_Work to do_
Please rewrite only the part of the rows that opens with the line containing "Where can you see the small" and closes with the line containing "point(703, 633)", both included, scaling each marker coordinate in the answers by 2.35 and rounding to whole numbers with halves rounded up. Keep the requests and their sample points unchanged, and leave out the pictures.

_Entries provided_
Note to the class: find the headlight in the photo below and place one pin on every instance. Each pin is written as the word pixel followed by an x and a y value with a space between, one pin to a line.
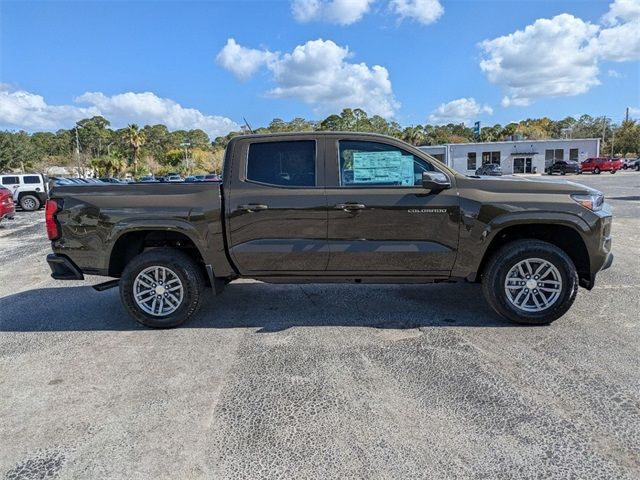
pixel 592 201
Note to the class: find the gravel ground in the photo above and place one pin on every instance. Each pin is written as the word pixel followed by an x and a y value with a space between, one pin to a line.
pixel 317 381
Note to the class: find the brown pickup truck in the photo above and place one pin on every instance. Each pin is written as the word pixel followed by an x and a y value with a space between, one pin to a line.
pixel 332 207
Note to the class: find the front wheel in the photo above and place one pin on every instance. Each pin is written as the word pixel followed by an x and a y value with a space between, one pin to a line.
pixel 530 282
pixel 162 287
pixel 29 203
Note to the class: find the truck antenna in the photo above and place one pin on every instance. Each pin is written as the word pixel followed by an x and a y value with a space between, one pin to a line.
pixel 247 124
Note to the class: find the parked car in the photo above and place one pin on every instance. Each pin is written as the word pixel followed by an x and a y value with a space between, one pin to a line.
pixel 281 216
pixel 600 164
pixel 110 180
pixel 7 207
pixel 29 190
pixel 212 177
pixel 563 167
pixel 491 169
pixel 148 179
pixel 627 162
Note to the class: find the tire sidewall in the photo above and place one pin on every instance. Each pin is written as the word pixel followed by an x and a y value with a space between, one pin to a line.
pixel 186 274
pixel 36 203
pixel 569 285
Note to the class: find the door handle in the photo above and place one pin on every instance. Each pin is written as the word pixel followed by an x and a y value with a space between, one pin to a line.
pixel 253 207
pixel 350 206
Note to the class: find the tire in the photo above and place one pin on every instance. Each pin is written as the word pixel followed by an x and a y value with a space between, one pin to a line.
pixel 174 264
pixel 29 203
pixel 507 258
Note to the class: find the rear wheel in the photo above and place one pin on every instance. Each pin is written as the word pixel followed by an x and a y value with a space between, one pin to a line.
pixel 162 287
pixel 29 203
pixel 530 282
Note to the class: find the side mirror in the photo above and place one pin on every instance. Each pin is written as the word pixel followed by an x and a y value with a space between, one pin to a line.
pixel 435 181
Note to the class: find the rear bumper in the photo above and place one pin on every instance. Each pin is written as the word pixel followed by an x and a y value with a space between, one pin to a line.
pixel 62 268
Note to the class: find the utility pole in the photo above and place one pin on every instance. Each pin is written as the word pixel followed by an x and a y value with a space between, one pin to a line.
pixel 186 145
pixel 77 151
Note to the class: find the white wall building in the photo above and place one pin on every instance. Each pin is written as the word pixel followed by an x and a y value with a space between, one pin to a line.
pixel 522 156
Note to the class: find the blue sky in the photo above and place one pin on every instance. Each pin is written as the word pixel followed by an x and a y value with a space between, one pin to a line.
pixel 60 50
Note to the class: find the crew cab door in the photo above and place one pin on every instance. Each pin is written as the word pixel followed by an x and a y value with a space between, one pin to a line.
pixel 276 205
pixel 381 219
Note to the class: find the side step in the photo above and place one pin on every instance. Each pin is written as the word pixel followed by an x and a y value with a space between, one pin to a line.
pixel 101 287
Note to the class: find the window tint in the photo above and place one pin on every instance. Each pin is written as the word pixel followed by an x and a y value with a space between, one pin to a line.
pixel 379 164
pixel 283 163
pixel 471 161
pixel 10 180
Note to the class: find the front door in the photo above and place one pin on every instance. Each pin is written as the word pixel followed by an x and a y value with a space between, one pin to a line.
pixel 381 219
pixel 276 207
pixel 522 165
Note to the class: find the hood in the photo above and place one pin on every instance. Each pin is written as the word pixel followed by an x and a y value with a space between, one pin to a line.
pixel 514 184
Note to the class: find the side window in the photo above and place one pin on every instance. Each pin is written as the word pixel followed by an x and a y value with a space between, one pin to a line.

---

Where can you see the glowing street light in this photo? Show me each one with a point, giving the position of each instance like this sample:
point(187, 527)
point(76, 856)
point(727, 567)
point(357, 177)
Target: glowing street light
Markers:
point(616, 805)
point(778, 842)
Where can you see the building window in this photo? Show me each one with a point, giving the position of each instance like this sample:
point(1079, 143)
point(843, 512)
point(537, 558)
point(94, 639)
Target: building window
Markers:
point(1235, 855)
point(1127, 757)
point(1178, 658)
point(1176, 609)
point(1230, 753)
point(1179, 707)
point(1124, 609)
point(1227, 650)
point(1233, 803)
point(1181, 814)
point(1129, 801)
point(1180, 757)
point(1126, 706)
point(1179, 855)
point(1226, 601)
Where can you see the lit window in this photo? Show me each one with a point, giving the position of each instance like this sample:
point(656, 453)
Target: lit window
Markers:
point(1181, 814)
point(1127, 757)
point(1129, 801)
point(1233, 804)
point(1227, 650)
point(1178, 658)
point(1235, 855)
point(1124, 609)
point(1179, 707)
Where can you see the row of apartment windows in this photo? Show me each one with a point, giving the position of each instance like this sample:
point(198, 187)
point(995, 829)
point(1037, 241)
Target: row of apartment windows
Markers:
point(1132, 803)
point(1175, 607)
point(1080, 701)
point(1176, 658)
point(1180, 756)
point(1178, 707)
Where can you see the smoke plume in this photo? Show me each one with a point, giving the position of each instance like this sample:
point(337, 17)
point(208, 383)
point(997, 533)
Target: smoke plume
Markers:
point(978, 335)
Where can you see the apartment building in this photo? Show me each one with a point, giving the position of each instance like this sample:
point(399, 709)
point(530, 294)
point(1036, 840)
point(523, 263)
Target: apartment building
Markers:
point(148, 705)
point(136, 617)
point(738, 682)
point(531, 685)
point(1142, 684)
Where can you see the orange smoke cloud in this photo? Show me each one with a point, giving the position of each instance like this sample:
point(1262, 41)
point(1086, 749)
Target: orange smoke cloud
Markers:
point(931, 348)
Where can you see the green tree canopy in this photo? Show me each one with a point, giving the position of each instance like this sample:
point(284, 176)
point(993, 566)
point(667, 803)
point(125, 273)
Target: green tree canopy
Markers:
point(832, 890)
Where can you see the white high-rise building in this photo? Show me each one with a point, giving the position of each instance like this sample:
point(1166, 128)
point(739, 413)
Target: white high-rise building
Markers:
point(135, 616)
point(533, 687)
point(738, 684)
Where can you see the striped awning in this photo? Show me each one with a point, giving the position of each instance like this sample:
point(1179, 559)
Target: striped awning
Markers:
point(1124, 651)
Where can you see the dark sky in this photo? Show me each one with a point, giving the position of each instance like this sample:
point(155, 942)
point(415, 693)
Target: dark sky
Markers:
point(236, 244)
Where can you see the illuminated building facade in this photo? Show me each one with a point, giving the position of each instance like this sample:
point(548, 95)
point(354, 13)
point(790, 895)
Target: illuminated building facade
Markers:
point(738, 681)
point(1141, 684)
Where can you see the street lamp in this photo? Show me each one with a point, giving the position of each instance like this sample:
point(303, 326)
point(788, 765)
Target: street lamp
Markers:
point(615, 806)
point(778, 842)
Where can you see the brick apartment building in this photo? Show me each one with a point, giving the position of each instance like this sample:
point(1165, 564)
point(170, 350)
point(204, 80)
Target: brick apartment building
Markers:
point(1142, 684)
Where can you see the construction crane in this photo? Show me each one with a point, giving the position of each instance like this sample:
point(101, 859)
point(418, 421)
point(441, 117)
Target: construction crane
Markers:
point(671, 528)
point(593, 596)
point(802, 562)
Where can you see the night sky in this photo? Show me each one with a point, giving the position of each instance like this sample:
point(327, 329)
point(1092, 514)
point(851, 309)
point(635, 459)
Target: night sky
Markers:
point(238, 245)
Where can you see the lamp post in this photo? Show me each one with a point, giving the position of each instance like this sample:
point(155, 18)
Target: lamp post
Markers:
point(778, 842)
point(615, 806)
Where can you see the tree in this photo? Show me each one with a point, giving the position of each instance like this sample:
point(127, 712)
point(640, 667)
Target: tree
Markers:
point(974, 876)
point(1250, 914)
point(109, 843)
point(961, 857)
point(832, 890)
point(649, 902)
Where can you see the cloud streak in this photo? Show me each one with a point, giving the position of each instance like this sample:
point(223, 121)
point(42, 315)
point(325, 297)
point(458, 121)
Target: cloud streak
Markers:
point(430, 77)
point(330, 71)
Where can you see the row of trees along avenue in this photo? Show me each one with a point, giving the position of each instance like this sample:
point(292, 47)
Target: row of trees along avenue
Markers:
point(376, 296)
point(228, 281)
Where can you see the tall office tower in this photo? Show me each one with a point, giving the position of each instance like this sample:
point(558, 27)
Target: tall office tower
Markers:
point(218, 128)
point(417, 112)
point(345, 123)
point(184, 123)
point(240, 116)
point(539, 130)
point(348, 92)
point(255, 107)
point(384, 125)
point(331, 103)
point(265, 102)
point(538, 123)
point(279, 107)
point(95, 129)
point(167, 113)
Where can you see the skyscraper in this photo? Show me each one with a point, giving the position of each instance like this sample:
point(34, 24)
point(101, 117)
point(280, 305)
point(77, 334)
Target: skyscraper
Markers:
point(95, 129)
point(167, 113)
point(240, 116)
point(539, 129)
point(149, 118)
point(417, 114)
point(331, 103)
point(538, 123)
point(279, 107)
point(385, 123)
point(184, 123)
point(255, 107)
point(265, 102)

---

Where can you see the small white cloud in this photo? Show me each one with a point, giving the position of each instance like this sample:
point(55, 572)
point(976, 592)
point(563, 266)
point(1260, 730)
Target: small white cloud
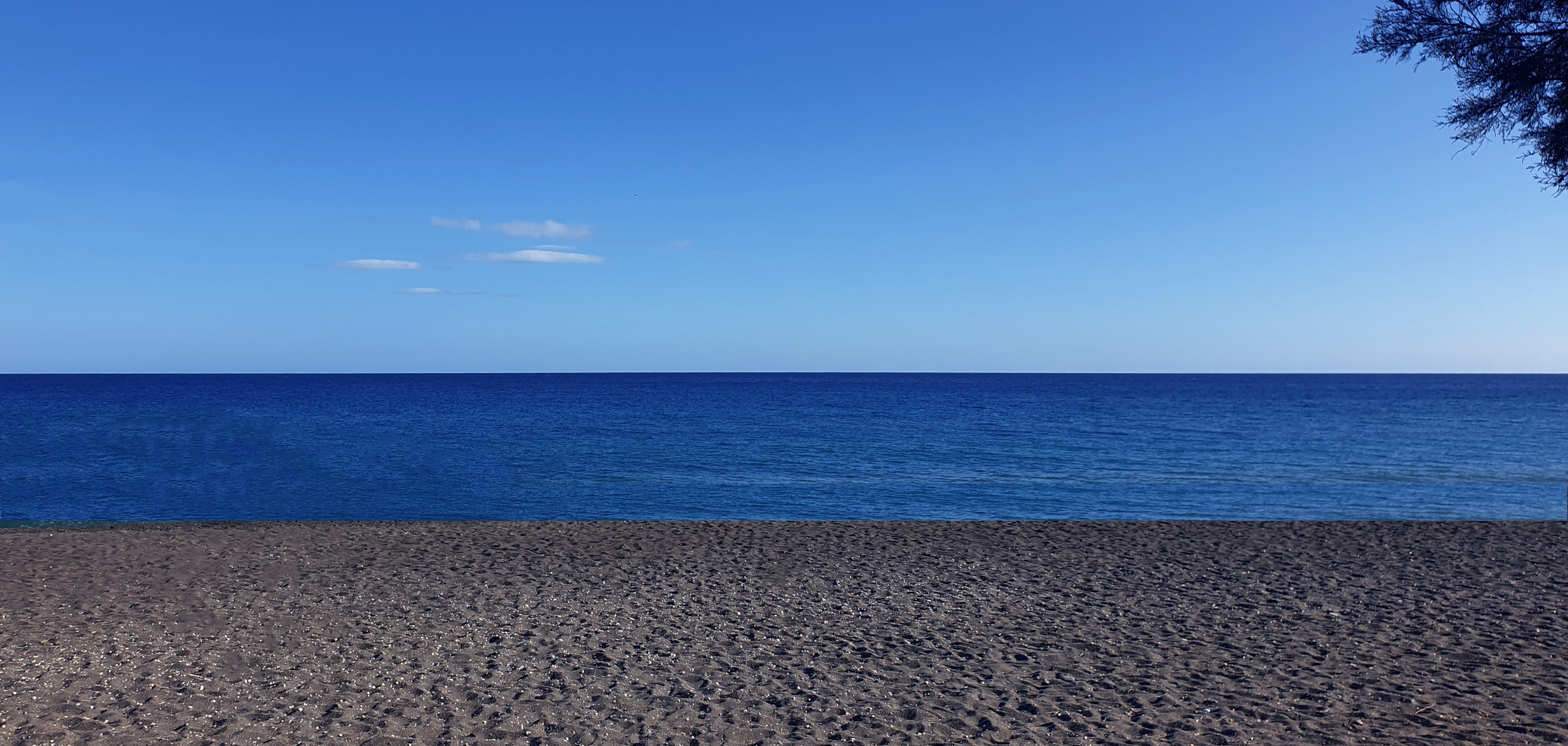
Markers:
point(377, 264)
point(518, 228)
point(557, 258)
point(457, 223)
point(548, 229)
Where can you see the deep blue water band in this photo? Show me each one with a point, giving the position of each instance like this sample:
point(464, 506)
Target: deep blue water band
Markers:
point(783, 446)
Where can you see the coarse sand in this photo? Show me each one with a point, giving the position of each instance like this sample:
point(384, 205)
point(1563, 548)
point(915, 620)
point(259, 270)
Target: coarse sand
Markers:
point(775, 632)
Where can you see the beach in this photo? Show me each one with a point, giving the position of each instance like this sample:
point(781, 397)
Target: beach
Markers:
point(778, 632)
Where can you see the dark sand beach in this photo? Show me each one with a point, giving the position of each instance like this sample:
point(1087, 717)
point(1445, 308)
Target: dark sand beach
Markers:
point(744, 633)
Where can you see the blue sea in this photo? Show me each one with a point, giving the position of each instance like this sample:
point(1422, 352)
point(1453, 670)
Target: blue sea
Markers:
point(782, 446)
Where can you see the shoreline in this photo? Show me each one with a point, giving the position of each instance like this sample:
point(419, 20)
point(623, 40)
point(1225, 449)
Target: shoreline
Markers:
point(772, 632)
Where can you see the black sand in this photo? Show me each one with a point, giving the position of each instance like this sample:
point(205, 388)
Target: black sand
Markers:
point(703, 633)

_Exercise result_
Where can you see the small white cloud in this photo? Show me each one with a point, giving the position of each instance like this sample:
point(55, 572)
point(976, 592)
point(563, 266)
point(1260, 730)
Target: small white cloud
Markers:
point(886, 620)
point(1217, 536)
point(1309, 606)
point(1074, 524)
point(1288, 538)
Where can you see the deep blue water band in this photo? Show me each one with a point, giving the position of each instance like this sample:
point(464, 506)
Target: deep blue water band
Markers:
point(1840, 1048)
Where can you see the coarse sand in this photo? Show me each one with a point, giving the position of each instance like this sample:
point(384, 205)
point(1563, 548)
point(915, 620)
point(259, 270)
Target: coarse sand
Markers:
point(1821, 1485)
Where can you see the beach in this photo? Show me each one with a point, giving the position of each instance like this sample:
point(781, 397)
Target: beach
Markers:
point(1828, 1485)
Where can you see the dark sand beach in this photo? Show me each one with a point, giving the position of each instance like this sample:
point(1087, 717)
point(1445, 308)
Target: dark sand beach
Markers:
point(1748, 1488)
Where can you see the blue sea in this photo? Show me each one with a point, giving the position of each instance like this sample:
point(1422, 352)
point(1453, 670)
Target: blue sea
Markers:
point(1838, 1048)
Where can you see the shoreline in this photo? Show me each one with a point, giving the position of each instance like this sample:
point(419, 20)
point(623, 40)
point(1225, 449)
Target: shoreline
Markers:
point(1814, 1485)
Where can you see the black sand in this photo? Show me each one with a point, giving the position of each instance like this sample:
point(205, 388)
Target: black sand
Markers:
point(1652, 1488)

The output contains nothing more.